:: Activity ::
Copy out the data that follows exactly, leaving out no line.

:: Data ::
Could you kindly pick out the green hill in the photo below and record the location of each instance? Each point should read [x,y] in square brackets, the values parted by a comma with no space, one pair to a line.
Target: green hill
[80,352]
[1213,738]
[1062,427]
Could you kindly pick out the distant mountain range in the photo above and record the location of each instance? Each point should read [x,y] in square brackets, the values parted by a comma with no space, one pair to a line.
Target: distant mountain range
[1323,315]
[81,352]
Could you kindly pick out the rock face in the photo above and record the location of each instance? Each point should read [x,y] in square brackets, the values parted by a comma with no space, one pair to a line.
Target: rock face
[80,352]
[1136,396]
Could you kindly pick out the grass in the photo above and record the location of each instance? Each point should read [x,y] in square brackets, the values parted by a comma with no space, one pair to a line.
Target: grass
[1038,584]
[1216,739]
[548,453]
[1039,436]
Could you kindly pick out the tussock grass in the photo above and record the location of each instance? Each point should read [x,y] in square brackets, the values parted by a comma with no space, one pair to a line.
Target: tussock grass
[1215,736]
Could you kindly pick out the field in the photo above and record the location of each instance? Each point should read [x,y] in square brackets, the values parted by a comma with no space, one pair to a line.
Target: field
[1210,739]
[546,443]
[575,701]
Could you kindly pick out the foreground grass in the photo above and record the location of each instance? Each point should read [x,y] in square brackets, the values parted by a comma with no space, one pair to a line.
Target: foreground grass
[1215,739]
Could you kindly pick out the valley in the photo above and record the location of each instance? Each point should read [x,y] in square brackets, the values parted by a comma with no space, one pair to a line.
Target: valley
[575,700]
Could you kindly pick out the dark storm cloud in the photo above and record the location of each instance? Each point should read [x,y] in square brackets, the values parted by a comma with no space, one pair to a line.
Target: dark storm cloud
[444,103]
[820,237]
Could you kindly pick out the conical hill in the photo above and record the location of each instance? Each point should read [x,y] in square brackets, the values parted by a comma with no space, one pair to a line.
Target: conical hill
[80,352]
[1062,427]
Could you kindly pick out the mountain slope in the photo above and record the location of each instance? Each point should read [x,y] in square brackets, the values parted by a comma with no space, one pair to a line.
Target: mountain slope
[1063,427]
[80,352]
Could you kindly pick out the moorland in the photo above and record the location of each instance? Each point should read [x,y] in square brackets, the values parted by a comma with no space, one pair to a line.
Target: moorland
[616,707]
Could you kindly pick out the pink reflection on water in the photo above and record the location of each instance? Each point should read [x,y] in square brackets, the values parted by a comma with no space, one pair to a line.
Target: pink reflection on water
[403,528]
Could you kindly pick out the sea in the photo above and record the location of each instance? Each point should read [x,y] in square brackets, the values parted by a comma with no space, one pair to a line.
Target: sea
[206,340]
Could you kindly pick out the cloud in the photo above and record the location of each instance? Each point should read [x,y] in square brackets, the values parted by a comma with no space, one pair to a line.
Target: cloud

:: Solution for this task ::
Could you kindly pick out the green hill in the photo below and record the location of each instance? Each point should read [x,y] in square brackets, the values parted by a comma with no space, one pair to a line.
Target: green hill
[80,352]
[1213,738]
[1062,427]
Could you kindly pick out the distant mountain range in the photo above and record the location of each instance? Each point should read [x,y] in square brackets, the values parted by a comma with no space, one pair to a line.
Target: distant mountain range
[1323,315]
[81,352]
Could you kindly pick out the rock face in the photo above and record the location of each instance? Each point should read [x,y] in square brackets, the values parted by a comma with no space, one pair to a line.
Target: rock face
[80,352]
[1136,396]
Could you kindly pick out the grass in the photo above and record the location of each instance? Each point should read [x,y] in square brackets, the values parted by a comma with no space, one pair to a line.
Target: grass
[1038,584]
[1216,739]
[548,453]
[1039,436]
Could you kindly pick out the tussock grass in the photo above and record the location of each instance? Each point should read [x,y] in square brackets, the values parted by a comma with no space, one pair to a line.
Target: tussock grass
[1215,736]
Could you kindly pick out the field in the photo above and record the location of each instance? Each point should read [x,y] in square brackets, the values parted by a comma with no space, one pair to a line.
Target: field
[1210,739]
[546,443]
[575,701]
Could you kindly pick out the foreground grass in the photo above and record the location of each instance? Each point should read [x,y] in square brackets, the values parted by a comma with no space, one pair to a line.
Target: foreground grass
[1215,739]
Could you kindly pick out the valley in the photo above and record the location of each instance? Each point should read [x,y] in square brackets, the values parted by a comma with no space, one pair to a line.
Target: valley
[575,700]
Could you kindly pick out the dark storm cloud in the photo above and record the location of each instance? Each point should read [x,y] in square brackets, the values parted by a comma with no space, one pair to a line.
Target: dark storm cloud
[444,103]
[820,237]
Could you kindly pick out the conical hill in the photo above and record the location of each instance? Each point should read [x,y] in square brackets, the values parted by a comma with no space, one pair to a line.
Target: conical hill
[80,352]
[1062,427]
Could you kindly pick out the mountain slope in the photo above and record the location of each instance? Each point should read [x,y] in square brackets, the values parted by a comma with no space, one pair to a line.
Target: mountain slope
[1063,427]
[80,352]
Could you kindly pick out the moorland in the photo above and record the location of each instance? Each point should read [x,y] in square brackets, the values parted by a comma with no space, one pair to a line.
Target: moorland
[616,707]
Could you kindly pick out the pink reflection on water in the photo above and record the location of each instance? Each point should read [x,y] in square brackets, the values parted by a comma with no space, one pair to a line.
Target: pink reflection on water
[403,528]
Could you kindly pick out the sea in the photo above and record the location of each instance? Each point should read [x,y] in square brackets, the values parted by a comma with no space, one pair to a line.
Target: sea
[206,340]
Could you kindly pick out the cloud in the photo above and record the location of each instance? Each point should read [x,y] in square brackets, the values parted by a comma with no space, one pair to a line.
Target: cloud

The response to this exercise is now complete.